# START OF EXTRACTED ENTRIES

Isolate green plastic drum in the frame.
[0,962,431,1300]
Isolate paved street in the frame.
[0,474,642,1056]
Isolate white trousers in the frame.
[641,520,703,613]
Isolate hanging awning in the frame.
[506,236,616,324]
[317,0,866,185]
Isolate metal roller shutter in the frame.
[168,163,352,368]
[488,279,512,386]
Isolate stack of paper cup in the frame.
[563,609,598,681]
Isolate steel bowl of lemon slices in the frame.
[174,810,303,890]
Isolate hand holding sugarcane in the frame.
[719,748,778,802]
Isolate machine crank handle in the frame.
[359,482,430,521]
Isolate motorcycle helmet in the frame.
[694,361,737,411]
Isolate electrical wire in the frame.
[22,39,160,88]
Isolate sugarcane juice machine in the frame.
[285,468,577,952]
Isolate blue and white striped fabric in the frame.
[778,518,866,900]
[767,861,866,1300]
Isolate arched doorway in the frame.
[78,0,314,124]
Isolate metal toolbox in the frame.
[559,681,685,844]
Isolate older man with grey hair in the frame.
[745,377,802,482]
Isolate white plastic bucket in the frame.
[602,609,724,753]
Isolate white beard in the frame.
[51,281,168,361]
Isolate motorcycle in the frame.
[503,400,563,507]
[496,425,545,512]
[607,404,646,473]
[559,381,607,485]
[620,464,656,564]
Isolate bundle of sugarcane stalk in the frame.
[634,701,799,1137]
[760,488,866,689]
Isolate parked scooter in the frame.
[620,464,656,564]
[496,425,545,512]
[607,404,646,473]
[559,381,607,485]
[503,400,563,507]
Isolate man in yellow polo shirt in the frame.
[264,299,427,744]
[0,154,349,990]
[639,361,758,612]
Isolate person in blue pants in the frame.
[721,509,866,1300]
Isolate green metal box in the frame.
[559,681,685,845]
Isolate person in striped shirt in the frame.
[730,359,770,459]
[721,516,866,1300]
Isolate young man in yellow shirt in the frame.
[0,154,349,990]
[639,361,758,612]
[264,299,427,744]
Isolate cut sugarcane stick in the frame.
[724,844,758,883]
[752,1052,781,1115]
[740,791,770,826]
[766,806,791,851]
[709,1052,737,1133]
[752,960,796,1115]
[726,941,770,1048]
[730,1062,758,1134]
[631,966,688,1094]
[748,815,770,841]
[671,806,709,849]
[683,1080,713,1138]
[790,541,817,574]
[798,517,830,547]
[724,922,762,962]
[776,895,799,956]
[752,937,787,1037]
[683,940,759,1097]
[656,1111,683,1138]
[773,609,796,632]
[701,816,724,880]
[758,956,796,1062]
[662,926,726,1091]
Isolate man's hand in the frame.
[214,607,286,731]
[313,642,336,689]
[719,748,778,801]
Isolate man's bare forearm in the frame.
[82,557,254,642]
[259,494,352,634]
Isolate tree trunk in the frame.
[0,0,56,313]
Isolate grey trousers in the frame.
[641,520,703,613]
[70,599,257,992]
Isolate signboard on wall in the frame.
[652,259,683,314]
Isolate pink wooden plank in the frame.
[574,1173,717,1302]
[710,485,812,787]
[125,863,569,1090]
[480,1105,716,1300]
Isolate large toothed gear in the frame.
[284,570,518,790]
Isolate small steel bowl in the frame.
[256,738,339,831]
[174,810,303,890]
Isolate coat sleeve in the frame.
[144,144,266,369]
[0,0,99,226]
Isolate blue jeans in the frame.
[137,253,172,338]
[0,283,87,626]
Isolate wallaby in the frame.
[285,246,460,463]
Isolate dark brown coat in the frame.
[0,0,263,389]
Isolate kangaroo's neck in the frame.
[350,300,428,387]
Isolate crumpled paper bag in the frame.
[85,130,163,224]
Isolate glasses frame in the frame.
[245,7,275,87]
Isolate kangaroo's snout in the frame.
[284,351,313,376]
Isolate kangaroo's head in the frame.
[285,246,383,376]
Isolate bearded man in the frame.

# END OF EXTRACTED ENTRIES

Copy out every line above word for word, in the same order.

Isolate green plastic drum in the frame.
[0,962,431,1300]
Isolate paved street in the frame.
[0,474,642,1056]
Isolate white trousers in the frame.
[641,520,703,613]
Isolate hanging awning in the frame.
[506,236,616,324]
[317,0,866,185]
Isolate metal roller shutter in the frame.
[168,163,352,368]
[488,279,512,386]
Isolate stack of paper cup in the frame.
[563,609,598,681]
Isolate steel bowl of lemon slices in the frame.
[174,810,303,890]
Isolate hand holding sugarcane in the frame.
[719,748,778,802]
Isolate machine crank handle in the frame.
[359,482,430,521]
Isolate motorcycle helmet in the frame.
[694,361,737,411]
Isolate electrical wire in the frame.
[22,39,160,88]
Isolate sugarcane juice machine in the frame.
[285,468,577,952]
Isolate blue and white striped fabric in the frame.
[778,518,866,900]
[767,861,866,1300]
Isolate arched doorway in the frame.
[78,0,314,124]
Isolate metal toolbox in the frame.
[559,681,685,844]
Isolate older man with grey hair in the frame.
[745,377,802,482]
Isolate white plastic bucket in the frame.
[602,609,724,753]
Isolate white beard in the frame.
[51,281,168,361]
Isolate motorcycle in the frame.
[503,400,563,507]
[496,425,545,512]
[607,404,646,473]
[559,381,607,485]
[620,464,656,564]
Isolate bundle of sugarcane stalk in the frame.
[634,701,799,1137]
[760,488,866,689]
Isolate parked scooter in the frame.
[620,464,656,564]
[496,425,545,512]
[607,404,646,473]
[559,381,607,485]
[503,400,563,507]
Isolate man in yellow polo shirt in the frame.
[264,299,427,744]
[0,154,349,990]
[639,361,758,612]
Isolate person in blue pants in the frame.
[721,509,866,1300]
Isolate green metal box in the frame.
[559,681,685,845]
Isolate person in striped shirt in the frame.
[730,359,770,459]
[721,516,866,1300]
Isolate young man in yellow shirt in the frame.
[0,154,349,990]
[639,361,758,612]
[264,299,427,744]
Isolate cut sugarcane stick in the frame.
[724,844,758,883]
[752,1052,781,1115]
[740,791,770,826]
[766,806,791,851]
[709,1052,737,1133]
[752,960,796,1115]
[726,941,770,1048]
[730,1062,758,1134]
[631,966,688,1094]
[748,815,770,841]
[671,806,709,849]
[683,1080,713,1138]
[790,541,817,574]
[798,517,830,547]
[724,922,762,962]
[776,895,799,956]
[752,937,787,1037]
[683,940,759,1097]
[656,1111,683,1138]
[773,609,796,632]
[701,816,724,880]
[758,956,796,1062]
[662,926,726,1091]
Isolate man's hand in the frame.
[214,607,286,731]
[313,642,336,689]
[719,748,778,801]
Isolate man's bare forearm in the frame.
[82,557,254,642]
[259,494,352,634]
Isolate tree trunk in the frame.
[0,0,56,313]
Isolate grey trousers in the frame.
[641,520,703,613]
[70,599,257,992]
Isolate signboard on wall in the frame.
[652,259,683,314]
Isolate pink wooden plank in the frame.
[574,1173,717,1302]
[710,485,812,787]
[125,863,569,1090]
[480,1105,716,1300]
Isolate large toothed gear in the frame.
[284,570,518,790]
Isolate small steel bowl in the frame.
[256,738,339,831]
[174,810,303,890]
Isolate coat sleeve in the frame.
[144,144,266,369]
[0,0,99,226]
Isolate blue jeans in the frame.
[137,253,172,338]
[0,283,87,626]
Isolate wallaby in the frame.
[285,246,460,463]
Isolate dark brown coat in the frame.
[0,0,263,389]
Isolate kangaroo's neck in the frame.
[350,300,428,387]
Isolate crumpled paper bag in the frame.
[85,130,163,224]
Isolate glasses frame in the frame.
[245,7,275,87]
Isolate kangaroo's snout in the frame.
[284,351,313,376]
Isolate kangaroo's head in the frame.
[285,246,383,376]
Isolate bearded man in the frame.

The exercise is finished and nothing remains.